## WHAT THE TASK ASKS
Report every line in the records below that contains the string "frond", matching case exactly.

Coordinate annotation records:
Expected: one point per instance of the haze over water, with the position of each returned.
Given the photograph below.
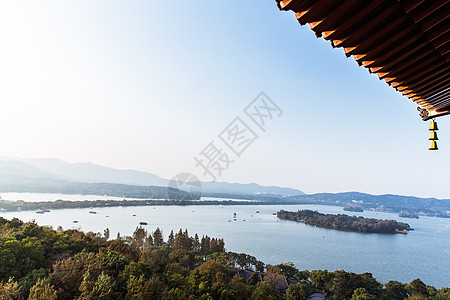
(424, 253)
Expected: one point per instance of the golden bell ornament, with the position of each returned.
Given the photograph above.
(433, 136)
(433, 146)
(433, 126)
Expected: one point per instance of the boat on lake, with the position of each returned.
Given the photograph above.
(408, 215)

...

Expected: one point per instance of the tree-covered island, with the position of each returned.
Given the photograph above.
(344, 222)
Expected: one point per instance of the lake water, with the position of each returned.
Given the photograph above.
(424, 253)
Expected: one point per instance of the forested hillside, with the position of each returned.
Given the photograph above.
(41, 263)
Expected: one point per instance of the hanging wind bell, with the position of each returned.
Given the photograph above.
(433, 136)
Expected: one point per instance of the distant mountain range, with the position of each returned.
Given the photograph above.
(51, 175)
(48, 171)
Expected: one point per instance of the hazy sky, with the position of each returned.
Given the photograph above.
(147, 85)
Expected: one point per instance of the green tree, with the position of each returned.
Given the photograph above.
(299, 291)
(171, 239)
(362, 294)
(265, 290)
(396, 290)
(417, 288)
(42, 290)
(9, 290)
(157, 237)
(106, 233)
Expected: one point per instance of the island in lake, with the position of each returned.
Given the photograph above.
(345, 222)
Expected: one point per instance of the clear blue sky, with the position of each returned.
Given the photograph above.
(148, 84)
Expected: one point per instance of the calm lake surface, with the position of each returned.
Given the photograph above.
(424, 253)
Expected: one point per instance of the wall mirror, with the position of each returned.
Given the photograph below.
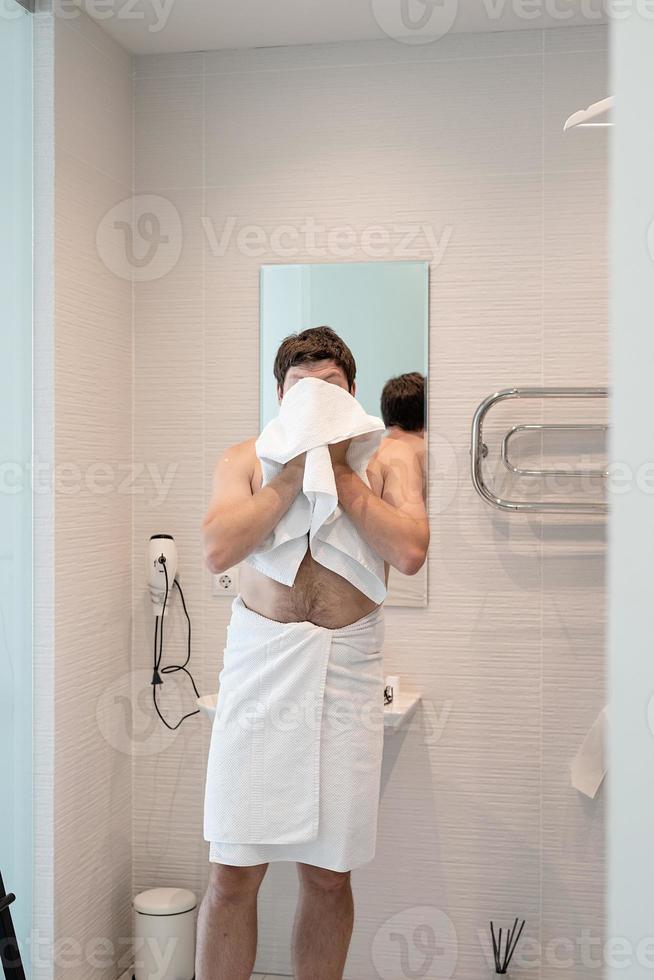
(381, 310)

--

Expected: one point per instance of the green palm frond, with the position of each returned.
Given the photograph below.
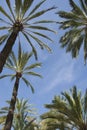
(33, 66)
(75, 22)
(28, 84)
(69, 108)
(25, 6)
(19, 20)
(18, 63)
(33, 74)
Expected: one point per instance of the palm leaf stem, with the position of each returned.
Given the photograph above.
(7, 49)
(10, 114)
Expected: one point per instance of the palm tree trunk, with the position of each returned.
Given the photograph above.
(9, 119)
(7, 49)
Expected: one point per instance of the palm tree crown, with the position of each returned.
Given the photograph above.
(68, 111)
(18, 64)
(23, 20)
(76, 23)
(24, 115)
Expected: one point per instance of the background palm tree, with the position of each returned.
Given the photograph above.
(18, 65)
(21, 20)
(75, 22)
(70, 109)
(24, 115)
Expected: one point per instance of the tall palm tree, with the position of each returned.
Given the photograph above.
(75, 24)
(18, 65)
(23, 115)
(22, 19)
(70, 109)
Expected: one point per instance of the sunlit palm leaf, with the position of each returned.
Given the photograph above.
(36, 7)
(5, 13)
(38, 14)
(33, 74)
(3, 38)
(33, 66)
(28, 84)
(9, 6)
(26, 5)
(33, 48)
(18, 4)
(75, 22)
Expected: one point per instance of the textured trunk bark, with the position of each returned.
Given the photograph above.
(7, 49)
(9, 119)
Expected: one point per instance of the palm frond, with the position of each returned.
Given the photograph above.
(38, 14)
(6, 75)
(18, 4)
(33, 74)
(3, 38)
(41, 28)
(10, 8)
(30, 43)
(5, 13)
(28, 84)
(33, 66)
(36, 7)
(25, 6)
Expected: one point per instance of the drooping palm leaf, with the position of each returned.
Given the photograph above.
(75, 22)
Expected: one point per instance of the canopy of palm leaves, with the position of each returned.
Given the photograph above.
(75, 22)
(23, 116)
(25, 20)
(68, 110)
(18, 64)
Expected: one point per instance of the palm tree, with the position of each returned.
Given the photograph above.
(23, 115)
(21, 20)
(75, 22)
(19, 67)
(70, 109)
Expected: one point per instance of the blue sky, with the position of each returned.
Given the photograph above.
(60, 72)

## WORKED ANSWER
Expected: one point per instance of the green palm frond, with the position of each returned.
Expected: one point per instance of the palm frond, with the position of each returned.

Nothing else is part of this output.